**Material**

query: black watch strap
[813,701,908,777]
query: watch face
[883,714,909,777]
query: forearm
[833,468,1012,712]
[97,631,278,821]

**What is expected**
Copy the data above line for line, with no changes.

**Answer**
query: black watch strap
[813,701,908,777]
query: watch face
[883,714,909,777]
query: forearm
[833,468,1012,712]
[97,631,278,821]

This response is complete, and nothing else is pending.